**Excerpted text**

>>>

At scale, you have to be careful to ensure everything’s vectorized and avoids recompution and has efficient variables (like Cholesky factors rather than covariance matrices). You also have to worry about statistical efficiency in terms of mixing in hierarchical models, and the parameterization and priors can have a big effect here.

Making the code more efficient by vectorizing, declaring constants, avoiding recomputing quantities, etc., and also making it more statistically efficient with good parameterizations and priors are both

Thanks for the quick reply Bob. So if I understand you correctly, those modes are not implemented in stan yet, but will bypass estimating those parameters individually? To answer your other questions:

I’m running 4 K iterations (2K warmup), with alpha_delta = .99, eps = .05, and max_tree_depth = 15.

Here is my model.

<<<

**Region descriptions in natural language**
>>>

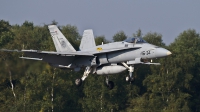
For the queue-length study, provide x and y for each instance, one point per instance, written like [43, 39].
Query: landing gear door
[148, 53]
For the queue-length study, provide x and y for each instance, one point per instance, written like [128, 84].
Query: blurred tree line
[34, 86]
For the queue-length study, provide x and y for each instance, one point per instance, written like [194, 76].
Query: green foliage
[171, 87]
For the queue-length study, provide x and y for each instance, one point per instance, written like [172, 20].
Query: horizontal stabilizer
[60, 42]
[87, 40]
[39, 59]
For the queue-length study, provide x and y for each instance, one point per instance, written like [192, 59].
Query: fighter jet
[105, 59]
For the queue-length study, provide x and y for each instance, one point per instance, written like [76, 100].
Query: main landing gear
[109, 84]
[78, 82]
[88, 70]
[130, 68]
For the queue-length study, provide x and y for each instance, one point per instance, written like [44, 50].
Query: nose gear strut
[88, 69]
[131, 70]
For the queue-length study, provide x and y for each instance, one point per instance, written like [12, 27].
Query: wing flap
[50, 52]
[114, 50]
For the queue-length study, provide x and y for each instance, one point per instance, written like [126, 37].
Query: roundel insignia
[63, 44]
[99, 49]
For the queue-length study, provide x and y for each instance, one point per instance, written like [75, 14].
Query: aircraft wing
[50, 52]
[100, 50]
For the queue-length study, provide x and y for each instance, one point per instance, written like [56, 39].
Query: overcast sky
[107, 17]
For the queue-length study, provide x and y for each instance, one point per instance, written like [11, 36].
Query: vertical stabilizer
[60, 42]
[87, 40]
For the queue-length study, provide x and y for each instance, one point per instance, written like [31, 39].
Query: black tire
[110, 85]
[78, 82]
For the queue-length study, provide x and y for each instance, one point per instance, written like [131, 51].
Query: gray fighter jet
[105, 59]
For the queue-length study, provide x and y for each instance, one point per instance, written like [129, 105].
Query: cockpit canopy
[135, 40]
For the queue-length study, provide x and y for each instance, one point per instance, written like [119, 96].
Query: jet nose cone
[161, 52]
[169, 53]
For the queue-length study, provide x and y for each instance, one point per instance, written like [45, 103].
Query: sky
[107, 17]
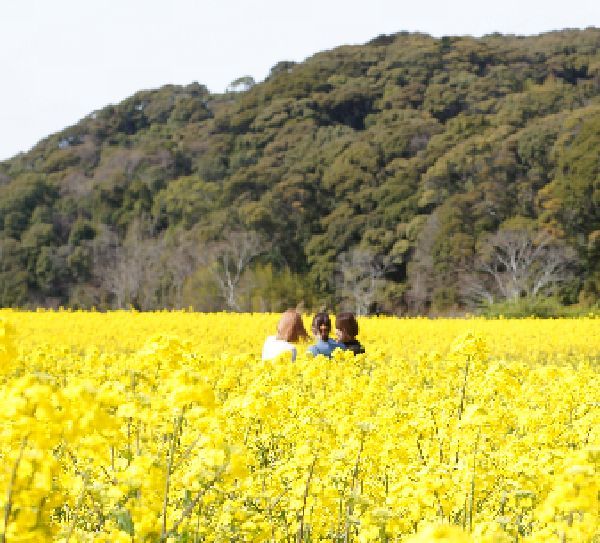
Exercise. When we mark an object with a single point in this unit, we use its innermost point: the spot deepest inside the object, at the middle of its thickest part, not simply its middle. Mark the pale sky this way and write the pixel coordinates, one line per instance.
(63, 59)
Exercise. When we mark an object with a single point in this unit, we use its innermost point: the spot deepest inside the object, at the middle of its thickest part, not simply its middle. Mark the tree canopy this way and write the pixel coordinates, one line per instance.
(410, 148)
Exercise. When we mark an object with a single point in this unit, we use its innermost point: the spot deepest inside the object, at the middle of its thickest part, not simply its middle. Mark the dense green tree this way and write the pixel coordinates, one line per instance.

<<<

**What the task asks**
Please copy out the full forum excerpt on Stan model efficiency from above, word for word.

**Reply to the task**
At scale, you have to be careful to ensure everything’s vectorized and avoids recompution and has efficient variables (like Cholesky factors rather than covariance matrices). You also have to worry about statistical efficiency in terms of mixing in hierarchical models, and the parameterization and priors can have a big effect here.

Making the code more efficient by vectorizing, declaring constants, avoiding recomputing quantities, etc., and also making it more statistically efficient with good parameterizations and priors are both

Thanks for the quick reply Bob. So if I understand you correctly, those modes are not implemented in stan yet, but will bypass estimating those parameters individually? To answer your other questions:

I’m running 4 K iterations (2K warmup), with alpha_delta = .99, eps = .05, and max_tree_depth = 15.

Here is my model.